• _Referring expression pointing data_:

▬▬▬

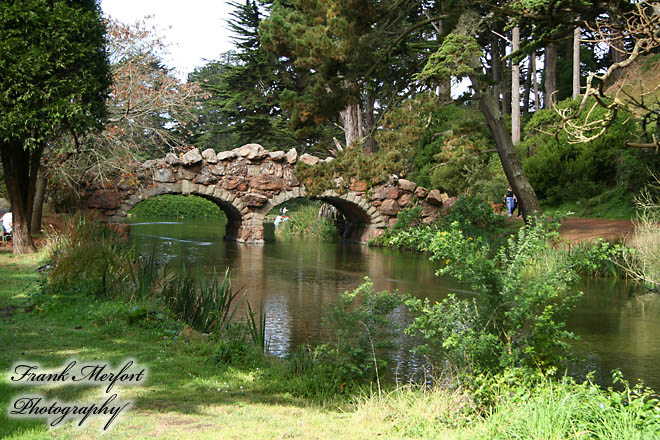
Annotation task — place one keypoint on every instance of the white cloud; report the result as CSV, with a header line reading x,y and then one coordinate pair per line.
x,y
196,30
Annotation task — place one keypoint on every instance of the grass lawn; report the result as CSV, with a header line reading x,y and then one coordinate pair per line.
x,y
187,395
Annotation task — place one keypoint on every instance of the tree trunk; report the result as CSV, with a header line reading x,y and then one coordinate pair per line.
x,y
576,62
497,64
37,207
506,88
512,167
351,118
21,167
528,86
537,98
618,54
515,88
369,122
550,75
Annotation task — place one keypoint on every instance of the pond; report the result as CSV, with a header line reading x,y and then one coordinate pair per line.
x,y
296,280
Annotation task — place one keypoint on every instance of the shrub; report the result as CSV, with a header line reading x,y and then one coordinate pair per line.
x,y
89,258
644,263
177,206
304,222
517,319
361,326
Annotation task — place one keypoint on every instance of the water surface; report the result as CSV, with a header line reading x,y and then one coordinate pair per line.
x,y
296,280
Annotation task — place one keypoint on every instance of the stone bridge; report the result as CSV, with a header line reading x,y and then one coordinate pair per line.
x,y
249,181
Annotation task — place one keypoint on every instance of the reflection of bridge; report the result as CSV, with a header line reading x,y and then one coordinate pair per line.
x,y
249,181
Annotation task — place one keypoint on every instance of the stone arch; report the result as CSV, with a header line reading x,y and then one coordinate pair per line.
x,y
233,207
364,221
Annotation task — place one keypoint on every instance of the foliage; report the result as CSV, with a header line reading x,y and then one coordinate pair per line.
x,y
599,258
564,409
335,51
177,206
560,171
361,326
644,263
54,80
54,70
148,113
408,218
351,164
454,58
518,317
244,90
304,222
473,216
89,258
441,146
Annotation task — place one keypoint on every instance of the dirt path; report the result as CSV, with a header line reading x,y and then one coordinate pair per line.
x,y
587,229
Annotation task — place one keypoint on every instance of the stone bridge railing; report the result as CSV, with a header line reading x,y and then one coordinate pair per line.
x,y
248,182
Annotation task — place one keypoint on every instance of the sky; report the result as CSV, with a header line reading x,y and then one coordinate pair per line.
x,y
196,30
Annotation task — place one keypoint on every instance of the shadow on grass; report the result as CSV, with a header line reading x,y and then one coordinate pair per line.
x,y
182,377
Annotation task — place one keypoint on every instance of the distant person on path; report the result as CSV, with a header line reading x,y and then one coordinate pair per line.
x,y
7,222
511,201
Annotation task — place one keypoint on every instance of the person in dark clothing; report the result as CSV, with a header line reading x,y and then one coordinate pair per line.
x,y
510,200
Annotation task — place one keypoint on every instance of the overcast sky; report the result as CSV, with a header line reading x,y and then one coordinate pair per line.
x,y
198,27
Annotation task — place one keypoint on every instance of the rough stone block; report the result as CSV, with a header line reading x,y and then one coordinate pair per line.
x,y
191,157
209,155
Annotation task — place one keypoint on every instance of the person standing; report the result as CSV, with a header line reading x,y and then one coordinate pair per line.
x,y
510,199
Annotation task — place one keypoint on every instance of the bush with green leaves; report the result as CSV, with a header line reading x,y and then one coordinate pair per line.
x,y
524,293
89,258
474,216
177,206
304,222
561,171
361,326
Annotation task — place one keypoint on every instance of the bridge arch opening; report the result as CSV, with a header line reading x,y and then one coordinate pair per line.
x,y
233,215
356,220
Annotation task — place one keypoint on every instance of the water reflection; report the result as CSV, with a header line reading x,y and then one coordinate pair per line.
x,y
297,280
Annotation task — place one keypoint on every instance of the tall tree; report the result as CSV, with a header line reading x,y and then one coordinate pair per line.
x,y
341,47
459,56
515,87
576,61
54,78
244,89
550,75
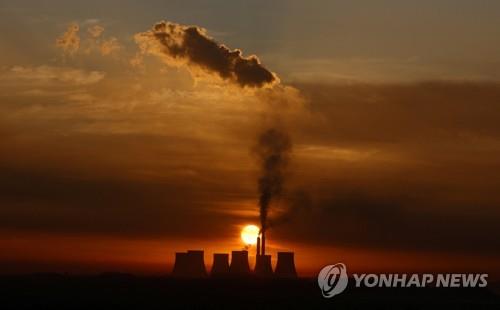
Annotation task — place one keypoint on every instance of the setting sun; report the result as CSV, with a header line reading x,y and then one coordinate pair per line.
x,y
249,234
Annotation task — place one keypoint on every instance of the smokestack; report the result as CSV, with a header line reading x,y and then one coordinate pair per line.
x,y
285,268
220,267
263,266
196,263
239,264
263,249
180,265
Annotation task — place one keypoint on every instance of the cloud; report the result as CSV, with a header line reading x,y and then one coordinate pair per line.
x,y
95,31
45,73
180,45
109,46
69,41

▬▬▬

• _BRIEF_: Make an exact copy of every entry above, but keep the pictures out of it.

• _SOLUTION FOR THIS PROBLEM_:
Annotation task — place one keypoint on every instance of the white cloud; report the result as CSV, with a header line reading x,y and then one coordinate pair per line.
x,y
196,30
Annotation task — place one keypoint on every instance of the grass lawn; report the result as CSV, with a header line reading x,y and then one coordinate pair per line.
x,y
187,395
Annotation task — place one keypoint on every instance of the tree trunk; report the result as CSV, with a header line reading x,y and then one coordinate pair per line.
x,y
576,62
497,64
37,207
506,88
512,167
351,118
21,167
528,86
537,98
618,54
515,88
369,122
550,75
Annotation task — place one keypoint on every instance of the pond; report the result as CSV, with a header line reading x,y and then one coordinate pair per line.
x,y
296,280
Annotation task — place one keypoint on every instance of the shrub; report the result as CSV, with a header line reading x,y and then one coordinate pair per line.
x,y
89,258
644,263
177,206
304,222
517,319
361,326
Annotation task — place one keypoint on every instance of the water surface; report the result as CSV, with a header line reading x,y and then one coordinate pair per line.
x,y
296,280
Annotation task — place one keypoint on every instance of the stone bridge; report the result as CSV, with a header line reading x,y and then one coordinate pair per line.
x,y
249,181
Annotation task — place one keypoint on every instance of the reflection of bridge; report the result as CSV, with a header line reading x,y and then one coordinate pair per line.
x,y
249,181
Annotation task — place one keypoint on every instance of the stone arch; report the result as CSV, with a header line reading x,y and then one coordinate pair per line.
x,y
233,207
364,221
Annotation task — place one keypoint on every instance of the foliage; report the result as CSV, with a header line reading x,y and then one coordinate pair per line.
x,y
599,258
564,409
335,51
177,206
560,171
361,326
644,263
54,80
54,70
148,113
408,218
351,164
454,58
518,317
244,90
304,222
473,216
89,258
441,146
Annotation task — place one keypoint on every instance of the dirt path; report the result as CSV, with a header line reading x,y and then one coordinate pair per line.
x,y
587,229
Annotation task — place one keypoint on every instance of the stone bridge railing; report the result as CSV, with a header line reading x,y and then one coordinate pair per line.
x,y
248,182
Annotation task — place one keypoint on every instance of the sky; report the result as CSV, with a header line reading x,y and then one coordinate pair per line.
x,y
196,30
Annotation task — place one keypoint on every instance of the shadow on grass; report the result as CSV, with a header line reading x,y and then one coordinate pair per line.
x,y
182,377
Annotation task — place one keypoint on every instance of the distant person on path; report the result as CSV, with a header line reading x,y and then one coordinate pair per line.
x,y
7,222
511,201
Annotation task — place one keypoint on every instance of the person in dark clothing; report the result as CSV, with a header line reading x,y and then one coordinate pair per line.
x,y
510,200
Annotation task — place one keypoint on every instance of the overcast sky; report the result as CSV, with a header line reading x,y and then one coordinate pair per line.
x,y
198,27
Annotation task — place one keypoint on every instance of the rough stone block; report the result as CSV, with a header line reading x,y and then one coordinate pair per line.
x,y
191,157
209,155
Annotation task — place one keypoint on every instance of the person standing; report the result as CSV, with a header line reading x,y and then one coordinate pair per line.
x,y
510,199
Annotation task — place one keypoint on every instance of the bush with green leaves; report the result as CSV, with a header line reading x,y and then one coordinate pair per line.
x,y
524,293
89,258
474,216
177,206
304,222
561,171
361,326
Annotation task — place one keypoint on every instance of the bridge arch opening; report the result as CSV, with a header line reading x,y and then one coordinate pair per line.
x,y
233,215
356,220
Annotation task — place one keypoint on every instance of the water reflection; report the result as CSV, with a header line reading x,y and then one coordinate pair per line.
x,y
297,280
Annotation task — place one keypoint on every instance of the tall tree; report the result as CSV, with a header line reading x,y and then one coordinate pair per line.
x,y
341,47
459,56
515,87
576,61
54,78
244,89
550,75
Annotation task — place one keypoint on every instance of the setting sun; report the result as CSV, with a header line reading x,y and then one coordinate pair per line.
x,y
249,234
Annotation task — place one keypoint on every instance of the smokestack; report the result as CSV, with a header line reading x,y and then one coordinate pair per line.
x,y
285,268
220,267
263,266
196,263
239,264
263,249
180,265
Annotation task — place one keypoint on every instance of the cloud; report the result as CSV, with a header line reading x,y and then one coordinate pair per line.
x,y
95,31
45,73
180,45
109,46
69,41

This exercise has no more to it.